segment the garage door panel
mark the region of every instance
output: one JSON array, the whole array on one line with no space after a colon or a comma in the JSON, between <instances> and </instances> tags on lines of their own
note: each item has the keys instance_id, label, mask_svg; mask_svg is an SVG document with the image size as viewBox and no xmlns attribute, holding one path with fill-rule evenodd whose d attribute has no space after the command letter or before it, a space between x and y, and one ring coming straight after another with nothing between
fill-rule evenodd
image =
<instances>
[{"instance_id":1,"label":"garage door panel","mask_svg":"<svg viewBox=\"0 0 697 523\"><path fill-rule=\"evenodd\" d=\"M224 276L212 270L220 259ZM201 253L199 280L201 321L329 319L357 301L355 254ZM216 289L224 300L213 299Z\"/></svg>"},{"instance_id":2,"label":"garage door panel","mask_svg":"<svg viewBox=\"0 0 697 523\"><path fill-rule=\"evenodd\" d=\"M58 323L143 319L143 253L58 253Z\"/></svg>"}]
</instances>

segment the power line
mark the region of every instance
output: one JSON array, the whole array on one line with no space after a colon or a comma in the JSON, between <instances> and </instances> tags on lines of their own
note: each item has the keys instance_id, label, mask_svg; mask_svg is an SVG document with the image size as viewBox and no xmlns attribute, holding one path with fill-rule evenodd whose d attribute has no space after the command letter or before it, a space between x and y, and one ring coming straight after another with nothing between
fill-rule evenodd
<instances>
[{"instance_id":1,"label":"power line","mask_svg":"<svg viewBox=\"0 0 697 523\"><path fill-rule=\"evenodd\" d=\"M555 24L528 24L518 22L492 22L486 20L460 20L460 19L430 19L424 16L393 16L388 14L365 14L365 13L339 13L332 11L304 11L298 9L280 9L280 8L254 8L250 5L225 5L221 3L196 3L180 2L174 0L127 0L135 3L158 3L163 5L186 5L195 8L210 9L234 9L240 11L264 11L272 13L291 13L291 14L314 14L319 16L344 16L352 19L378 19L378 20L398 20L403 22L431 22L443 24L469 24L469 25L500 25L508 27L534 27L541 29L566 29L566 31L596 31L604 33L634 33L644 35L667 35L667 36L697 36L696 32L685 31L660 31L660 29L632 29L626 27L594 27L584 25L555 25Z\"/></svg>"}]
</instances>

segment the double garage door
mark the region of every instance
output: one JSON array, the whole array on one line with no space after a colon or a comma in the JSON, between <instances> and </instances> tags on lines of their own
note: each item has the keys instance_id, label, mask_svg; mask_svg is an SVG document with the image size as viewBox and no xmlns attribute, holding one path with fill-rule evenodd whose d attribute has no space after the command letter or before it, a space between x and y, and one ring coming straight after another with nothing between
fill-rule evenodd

------------------------------------------------------------------------

Your task
Please rewrite all the items above as a single numbered list, leaving out the blank lines.

The response
1. segment the garage door panel
2. mark the region of every instance
3. output: one JSON array, the whole array on one line with no space after a colon or a comma in the JSON, between <instances> and </instances> tags on lines of their own
4. note: each item has the keys instance_id, label, mask_svg; mask_svg is an SVG document with the image size as viewBox and no xmlns attribute, holding one path with fill-rule evenodd whose d attribute has no space after the command letter or before it, a space between x and y, and one ring coming straight after another with nothing between
5. fill-rule evenodd
6. image =
7. <instances>
8. [{"instance_id":1,"label":"garage door panel","mask_svg":"<svg viewBox=\"0 0 697 523\"><path fill-rule=\"evenodd\" d=\"M224 276L212 270L220 259ZM201 253L199 280L201 321L329 319L357 301L355 254ZM216 289L224 300L213 299Z\"/></svg>"},{"instance_id":2,"label":"garage door panel","mask_svg":"<svg viewBox=\"0 0 697 523\"><path fill-rule=\"evenodd\" d=\"M58 323L143 319L143 253L58 253Z\"/></svg>"}]
9. </instances>
10. segment the power line
11. mark the region of every instance
12. output: one JSON array, the whole array on one line with no space after a colon or a comma in the JSON, between <instances> and </instances> tags on lines of their own
13. note: each item has the keys instance_id, label, mask_svg; mask_svg is an SVG document with the image size as viewBox and no xmlns attribute, holding one path with fill-rule evenodd whose d attribute has no space after the command letter or before it, a space between x and y, and one ring coming straight after another with nothing between
14. fill-rule evenodd
15. <instances>
16. [{"instance_id":1,"label":"power line","mask_svg":"<svg viewBox=\"0 0 697 523\"><path fill-rule=\"evenodd\" d=\"M555 24L528 24L518 22L492 22L486 20L460 20L460 19L430 19L424 16L393 16L388 14L365 14L365 13L339 13L332 11L304 11L298 9L280 9L280 8L254 8L250 5L225 5L221 3L196 3L180 2L174 0L127 0L135 3L158 3L163 5L186 5L195 8L210 9L234 9L240 11L264 11L272 13L291 13L291 14L314 14L319 16L344 16L352 19L378 19L378 20L398 20L403 22L431 22L443 24L469 24L469 25L500 25L508 27L534 27L541 29L566 29L566 31L596 31L604 33L634 33L644 35L667 35L667 36L697 36L696 32L685 31L660 31L660 29L632 29L626 27L594 27L584 25L555 25Z\"/></svg>"}]
17. </instances>
18. segment the double garage door
19. mark the region of every instance
20. output: one JSON array, the whole array on one line with no space after a colon or a comma in the JSON, between <instances> and </instances> tags on lines of their own
21. note: each item has the keys instance_id, label, mask_svg; mask_svg is an SVG document with the image size as viewBox and no xmlns attribute, holding one path with fill-rule evenodd whose d attribute has no space after the command letter or before it, a space between x and y, and one ring coming straight after another with nothing between
22. fill-rule evenodd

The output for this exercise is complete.